## Problem details
Find "of the arched" in the data below; transcribe the line it appears on and each line after it, exactly, to the end, and nothing else.

◇ ◇ ◇ ◇ ◇ ◇ ◇

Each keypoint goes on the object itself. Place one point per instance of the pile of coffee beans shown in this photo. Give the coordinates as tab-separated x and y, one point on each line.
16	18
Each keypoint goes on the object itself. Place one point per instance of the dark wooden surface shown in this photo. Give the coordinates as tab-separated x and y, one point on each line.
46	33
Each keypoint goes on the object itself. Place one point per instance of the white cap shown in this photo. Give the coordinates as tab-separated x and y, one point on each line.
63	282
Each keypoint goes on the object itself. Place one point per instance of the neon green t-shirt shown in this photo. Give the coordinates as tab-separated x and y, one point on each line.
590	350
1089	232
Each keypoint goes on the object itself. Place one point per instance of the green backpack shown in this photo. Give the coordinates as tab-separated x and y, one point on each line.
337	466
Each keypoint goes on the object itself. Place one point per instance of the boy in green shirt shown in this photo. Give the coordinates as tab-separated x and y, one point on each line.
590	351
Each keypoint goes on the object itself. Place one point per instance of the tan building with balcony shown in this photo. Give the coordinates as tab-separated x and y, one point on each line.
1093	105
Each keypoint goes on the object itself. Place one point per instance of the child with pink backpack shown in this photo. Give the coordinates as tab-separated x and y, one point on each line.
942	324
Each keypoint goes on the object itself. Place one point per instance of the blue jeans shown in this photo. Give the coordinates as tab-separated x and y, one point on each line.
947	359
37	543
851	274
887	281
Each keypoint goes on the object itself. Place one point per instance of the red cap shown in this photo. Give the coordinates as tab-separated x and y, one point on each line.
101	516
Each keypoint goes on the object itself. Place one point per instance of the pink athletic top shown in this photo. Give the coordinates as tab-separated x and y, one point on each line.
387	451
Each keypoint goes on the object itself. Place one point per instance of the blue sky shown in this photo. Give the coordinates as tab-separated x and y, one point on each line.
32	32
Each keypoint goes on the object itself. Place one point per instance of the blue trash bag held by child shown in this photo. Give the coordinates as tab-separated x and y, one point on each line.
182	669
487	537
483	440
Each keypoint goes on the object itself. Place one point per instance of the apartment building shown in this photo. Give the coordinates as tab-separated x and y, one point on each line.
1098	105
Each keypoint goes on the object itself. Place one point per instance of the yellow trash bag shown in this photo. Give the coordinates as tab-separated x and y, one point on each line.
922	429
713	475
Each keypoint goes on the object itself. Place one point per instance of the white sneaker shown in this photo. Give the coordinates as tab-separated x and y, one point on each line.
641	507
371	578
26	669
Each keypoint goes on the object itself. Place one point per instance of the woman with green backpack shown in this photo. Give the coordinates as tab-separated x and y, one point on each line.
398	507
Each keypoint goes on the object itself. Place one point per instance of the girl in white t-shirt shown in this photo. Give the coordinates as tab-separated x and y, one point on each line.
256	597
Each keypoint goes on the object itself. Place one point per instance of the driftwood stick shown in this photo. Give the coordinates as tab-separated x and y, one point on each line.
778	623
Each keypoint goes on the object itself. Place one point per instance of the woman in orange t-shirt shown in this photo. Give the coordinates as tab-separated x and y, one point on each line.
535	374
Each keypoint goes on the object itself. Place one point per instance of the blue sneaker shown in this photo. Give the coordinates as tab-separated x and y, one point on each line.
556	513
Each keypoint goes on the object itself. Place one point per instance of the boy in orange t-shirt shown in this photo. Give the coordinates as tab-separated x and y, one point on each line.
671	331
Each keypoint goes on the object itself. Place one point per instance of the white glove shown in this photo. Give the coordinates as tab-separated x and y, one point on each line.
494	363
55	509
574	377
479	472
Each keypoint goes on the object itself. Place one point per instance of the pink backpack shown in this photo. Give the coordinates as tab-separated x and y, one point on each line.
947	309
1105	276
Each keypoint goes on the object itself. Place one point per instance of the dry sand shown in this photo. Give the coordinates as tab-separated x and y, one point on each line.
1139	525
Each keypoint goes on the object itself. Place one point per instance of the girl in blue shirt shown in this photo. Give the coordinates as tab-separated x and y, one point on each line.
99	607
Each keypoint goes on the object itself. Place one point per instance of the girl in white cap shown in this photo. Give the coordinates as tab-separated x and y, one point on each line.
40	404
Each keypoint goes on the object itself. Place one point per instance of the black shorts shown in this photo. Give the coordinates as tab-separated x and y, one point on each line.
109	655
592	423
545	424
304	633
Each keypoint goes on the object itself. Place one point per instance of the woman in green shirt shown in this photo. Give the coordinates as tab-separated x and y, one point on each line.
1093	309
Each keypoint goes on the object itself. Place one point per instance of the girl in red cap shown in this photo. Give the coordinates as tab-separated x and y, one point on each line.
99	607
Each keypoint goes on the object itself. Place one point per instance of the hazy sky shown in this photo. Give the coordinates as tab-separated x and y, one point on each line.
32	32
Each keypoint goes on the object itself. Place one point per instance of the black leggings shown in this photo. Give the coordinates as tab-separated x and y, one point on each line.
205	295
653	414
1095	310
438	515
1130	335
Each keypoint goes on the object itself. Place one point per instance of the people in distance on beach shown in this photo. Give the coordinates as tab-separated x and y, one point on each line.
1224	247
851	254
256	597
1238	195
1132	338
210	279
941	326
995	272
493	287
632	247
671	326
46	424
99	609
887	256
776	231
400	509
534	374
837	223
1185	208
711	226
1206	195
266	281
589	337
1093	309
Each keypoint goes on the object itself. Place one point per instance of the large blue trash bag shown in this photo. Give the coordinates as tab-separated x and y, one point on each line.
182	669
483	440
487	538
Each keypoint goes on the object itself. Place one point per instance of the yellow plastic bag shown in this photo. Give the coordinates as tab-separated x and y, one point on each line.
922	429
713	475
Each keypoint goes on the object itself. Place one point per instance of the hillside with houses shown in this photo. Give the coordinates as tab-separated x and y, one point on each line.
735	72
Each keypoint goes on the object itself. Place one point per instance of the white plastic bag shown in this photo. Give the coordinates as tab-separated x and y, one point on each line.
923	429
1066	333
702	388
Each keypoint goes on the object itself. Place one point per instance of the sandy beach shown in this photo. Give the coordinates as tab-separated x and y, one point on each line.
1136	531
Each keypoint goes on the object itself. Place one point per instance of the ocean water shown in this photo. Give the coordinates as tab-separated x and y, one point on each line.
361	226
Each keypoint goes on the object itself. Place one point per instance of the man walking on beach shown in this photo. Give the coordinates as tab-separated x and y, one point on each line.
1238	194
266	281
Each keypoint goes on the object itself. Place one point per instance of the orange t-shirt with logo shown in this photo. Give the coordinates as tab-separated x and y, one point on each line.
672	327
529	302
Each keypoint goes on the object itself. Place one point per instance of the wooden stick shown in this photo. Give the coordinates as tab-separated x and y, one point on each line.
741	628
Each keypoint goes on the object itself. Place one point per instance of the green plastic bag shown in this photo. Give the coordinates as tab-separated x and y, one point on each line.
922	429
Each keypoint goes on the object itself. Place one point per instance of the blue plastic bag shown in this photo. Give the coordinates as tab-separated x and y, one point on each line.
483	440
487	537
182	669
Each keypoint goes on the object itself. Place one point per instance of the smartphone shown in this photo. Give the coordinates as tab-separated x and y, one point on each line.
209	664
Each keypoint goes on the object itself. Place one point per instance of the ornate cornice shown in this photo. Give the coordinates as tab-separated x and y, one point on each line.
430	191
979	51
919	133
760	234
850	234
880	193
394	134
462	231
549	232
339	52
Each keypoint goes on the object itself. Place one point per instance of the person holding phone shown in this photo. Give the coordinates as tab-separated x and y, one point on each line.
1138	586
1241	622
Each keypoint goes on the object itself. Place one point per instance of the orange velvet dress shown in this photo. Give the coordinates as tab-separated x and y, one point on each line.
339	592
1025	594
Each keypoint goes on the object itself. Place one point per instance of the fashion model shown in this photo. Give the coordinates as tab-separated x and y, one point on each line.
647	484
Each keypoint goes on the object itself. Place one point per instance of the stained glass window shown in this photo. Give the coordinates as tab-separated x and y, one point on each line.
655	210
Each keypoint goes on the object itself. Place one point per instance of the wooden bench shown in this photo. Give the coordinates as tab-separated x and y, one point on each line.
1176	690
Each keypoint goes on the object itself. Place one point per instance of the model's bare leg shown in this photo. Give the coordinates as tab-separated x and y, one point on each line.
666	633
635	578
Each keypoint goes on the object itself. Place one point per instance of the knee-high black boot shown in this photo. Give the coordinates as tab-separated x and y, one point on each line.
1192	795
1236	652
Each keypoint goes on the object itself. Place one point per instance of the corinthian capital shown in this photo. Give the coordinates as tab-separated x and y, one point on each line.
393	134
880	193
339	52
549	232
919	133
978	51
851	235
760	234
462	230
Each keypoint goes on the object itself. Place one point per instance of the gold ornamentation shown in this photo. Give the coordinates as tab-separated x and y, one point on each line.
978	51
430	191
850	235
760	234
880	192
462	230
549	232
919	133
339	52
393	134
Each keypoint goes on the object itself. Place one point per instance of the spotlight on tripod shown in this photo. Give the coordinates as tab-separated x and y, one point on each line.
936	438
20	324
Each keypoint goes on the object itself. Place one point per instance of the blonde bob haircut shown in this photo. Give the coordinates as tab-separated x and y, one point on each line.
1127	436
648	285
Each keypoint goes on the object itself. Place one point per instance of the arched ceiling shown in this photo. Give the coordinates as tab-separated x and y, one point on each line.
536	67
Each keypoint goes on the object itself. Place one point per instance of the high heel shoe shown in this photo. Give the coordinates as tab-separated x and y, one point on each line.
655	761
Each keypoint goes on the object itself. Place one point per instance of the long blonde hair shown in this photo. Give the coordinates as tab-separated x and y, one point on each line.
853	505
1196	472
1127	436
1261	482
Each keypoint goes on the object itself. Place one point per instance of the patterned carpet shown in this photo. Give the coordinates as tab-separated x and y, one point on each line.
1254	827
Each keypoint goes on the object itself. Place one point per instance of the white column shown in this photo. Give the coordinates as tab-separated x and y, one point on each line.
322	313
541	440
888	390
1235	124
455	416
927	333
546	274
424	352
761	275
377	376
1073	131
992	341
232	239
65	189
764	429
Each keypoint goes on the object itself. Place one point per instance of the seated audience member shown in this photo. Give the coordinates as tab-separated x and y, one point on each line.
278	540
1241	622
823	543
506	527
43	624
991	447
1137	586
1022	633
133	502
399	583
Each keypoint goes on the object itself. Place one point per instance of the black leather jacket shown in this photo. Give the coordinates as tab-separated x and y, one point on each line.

◇ ◇ ◇ ◇ ◇ ◇ ◇

## Response area
Each keypoint goes on the object itself. Place one point per instance of the arched ceiling shown in this photo. Give the coordinates as tab-separated x and y, one point on each line.
536	67
Each keypoint goes on the object itself. Place one point per instance of the high heel shoe shown in this photo. Give the coordinates as tab-separated x and y, one point on each line.
655	761
Each keypoint goes on the object itself. Place one point per instance of the long blonde hair shown in this photo. Give the coordinates as tab-separated x and y, one point on each line.
853	505
1196	472
1127	436
1261	482
Each keypoint goes on the object itself. Place one point per instance of the patterned carpet shown in this photo. Give the coordinates as tab-separated x and y, one point on each line.
1254	827
Each keypoint goes on the object itself. Place one point per instance of the white column shown in this photo. Give the coordinates as tab-separated x and y, one point on each line.
322	313
541	440
888	390
1235	124
455	416
927	333
546	274
424	352
761	275
377	376
1073	131
992	341
232	239
65	189
764	429
Each keypoint goes on the object itself. Place one point per instance of the seated audience member shown in this photo. Give the coordinates as tab-separated x and y, one point on each line.
278	540
1241	622
823	543
506	527
43	624
991	447
1137	586
1022	633
133	502
399	583
Each keypoint goes on the object itself. Place one point per instance of the black leather jacket shown in this photo. Give the coordinates as tab-separated x and y, one point on each line.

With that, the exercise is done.